Repeat, exactly and only, the lines from the one containing "of the silver" to the last line, inclusive; do not repeat the pictures.
__________
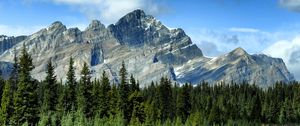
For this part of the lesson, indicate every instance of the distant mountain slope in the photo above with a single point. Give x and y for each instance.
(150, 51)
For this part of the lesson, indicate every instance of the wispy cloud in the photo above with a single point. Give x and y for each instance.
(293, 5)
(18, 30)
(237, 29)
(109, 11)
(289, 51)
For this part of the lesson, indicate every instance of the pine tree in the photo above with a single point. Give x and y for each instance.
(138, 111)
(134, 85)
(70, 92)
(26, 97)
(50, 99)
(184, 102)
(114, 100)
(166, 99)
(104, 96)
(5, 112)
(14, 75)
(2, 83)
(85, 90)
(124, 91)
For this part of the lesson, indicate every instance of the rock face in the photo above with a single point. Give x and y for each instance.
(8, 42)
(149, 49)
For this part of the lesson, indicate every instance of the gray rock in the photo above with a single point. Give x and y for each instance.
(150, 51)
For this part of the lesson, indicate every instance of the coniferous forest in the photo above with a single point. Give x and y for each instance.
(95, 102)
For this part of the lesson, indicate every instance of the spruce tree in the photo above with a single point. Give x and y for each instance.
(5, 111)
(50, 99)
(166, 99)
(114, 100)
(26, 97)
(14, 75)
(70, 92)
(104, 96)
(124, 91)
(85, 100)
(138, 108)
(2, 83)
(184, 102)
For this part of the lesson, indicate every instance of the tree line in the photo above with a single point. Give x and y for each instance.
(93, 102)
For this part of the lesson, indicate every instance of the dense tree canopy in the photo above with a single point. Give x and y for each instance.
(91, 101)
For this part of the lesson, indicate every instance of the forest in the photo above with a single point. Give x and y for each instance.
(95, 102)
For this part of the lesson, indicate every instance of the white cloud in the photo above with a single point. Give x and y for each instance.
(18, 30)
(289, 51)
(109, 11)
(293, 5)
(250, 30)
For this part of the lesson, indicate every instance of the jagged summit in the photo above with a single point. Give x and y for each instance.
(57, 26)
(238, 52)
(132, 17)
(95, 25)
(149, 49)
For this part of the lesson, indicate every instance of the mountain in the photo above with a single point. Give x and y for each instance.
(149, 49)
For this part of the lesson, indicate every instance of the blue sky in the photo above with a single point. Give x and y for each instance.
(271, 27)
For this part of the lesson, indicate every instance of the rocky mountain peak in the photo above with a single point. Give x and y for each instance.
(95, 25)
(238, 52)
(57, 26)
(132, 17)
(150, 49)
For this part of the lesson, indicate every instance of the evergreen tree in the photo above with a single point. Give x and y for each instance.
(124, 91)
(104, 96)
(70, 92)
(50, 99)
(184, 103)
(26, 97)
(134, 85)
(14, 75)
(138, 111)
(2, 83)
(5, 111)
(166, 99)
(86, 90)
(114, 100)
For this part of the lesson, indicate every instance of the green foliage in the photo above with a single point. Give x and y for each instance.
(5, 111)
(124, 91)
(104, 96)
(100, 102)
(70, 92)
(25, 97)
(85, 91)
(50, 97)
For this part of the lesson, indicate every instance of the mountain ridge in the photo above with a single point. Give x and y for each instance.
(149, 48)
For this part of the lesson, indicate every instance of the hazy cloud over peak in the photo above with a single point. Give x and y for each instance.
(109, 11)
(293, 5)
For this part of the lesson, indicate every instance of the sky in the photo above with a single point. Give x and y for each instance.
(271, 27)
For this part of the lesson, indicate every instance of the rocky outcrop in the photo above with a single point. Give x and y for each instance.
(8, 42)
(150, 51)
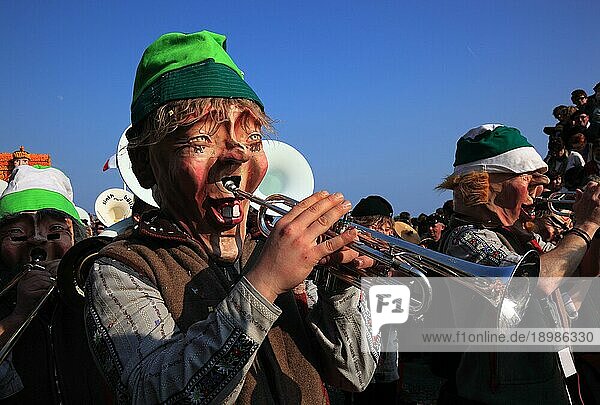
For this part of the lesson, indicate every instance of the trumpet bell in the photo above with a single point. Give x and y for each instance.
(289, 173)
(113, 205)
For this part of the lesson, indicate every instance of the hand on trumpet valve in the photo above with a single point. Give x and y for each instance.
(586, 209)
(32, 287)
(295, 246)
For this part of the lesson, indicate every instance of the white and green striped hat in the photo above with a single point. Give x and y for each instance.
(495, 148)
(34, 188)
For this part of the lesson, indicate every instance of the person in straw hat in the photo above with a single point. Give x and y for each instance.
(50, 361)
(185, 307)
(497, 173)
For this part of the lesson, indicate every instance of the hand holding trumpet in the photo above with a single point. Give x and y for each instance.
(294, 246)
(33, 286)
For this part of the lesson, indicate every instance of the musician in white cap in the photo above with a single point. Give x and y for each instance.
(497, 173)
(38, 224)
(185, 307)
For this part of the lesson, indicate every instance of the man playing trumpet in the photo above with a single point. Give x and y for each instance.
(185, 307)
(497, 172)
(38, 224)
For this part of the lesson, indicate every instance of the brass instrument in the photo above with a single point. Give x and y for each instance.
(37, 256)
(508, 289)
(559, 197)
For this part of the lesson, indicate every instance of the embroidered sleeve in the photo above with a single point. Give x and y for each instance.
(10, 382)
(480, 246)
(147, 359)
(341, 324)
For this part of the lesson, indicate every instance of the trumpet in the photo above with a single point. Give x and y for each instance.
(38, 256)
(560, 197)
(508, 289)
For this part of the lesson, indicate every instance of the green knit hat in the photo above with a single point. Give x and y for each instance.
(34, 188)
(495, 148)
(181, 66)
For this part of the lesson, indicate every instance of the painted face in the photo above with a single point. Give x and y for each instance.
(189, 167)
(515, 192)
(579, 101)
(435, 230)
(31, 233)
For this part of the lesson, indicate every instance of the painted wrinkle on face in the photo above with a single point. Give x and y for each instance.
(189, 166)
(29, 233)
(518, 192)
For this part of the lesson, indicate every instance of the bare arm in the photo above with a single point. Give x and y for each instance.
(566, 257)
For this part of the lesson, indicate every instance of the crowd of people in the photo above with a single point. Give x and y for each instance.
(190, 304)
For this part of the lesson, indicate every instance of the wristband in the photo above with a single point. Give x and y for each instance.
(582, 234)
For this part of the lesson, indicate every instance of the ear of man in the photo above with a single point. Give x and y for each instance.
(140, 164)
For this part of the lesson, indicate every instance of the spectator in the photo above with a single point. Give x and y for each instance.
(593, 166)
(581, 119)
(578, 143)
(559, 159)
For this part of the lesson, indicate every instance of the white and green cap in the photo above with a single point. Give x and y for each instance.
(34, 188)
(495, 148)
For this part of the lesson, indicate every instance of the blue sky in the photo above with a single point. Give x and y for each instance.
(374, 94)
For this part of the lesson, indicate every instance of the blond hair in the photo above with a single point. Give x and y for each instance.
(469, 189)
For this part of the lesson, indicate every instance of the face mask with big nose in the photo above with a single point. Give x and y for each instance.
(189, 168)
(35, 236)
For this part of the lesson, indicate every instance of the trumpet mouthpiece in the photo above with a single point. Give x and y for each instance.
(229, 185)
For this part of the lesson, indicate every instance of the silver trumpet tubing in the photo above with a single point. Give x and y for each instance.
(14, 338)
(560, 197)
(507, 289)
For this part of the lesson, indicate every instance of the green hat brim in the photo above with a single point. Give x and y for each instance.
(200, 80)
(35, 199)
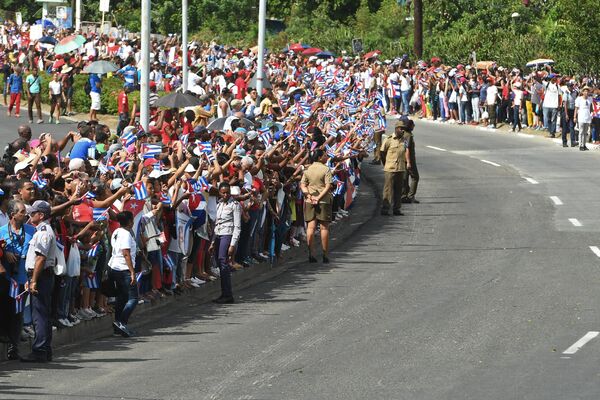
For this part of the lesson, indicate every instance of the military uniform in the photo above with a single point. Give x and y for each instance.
__________
EXERCISE SOLUTION –
For this part of the lesson, indicate every instance of the silver trumpet tubing in the photo above with a single point. Give x and y for each instance.
(14, 338)
(560, 197)
(507, 289)
For this part of the lesson, indicate every instance of the green hat brim in the photo above with a single point. Give x and y for each instance.
(200, 80)
(35, 199)
For this part of the lesson, indicate every instance of the military uniform in the photo above with a single point. Give x and y for each instance.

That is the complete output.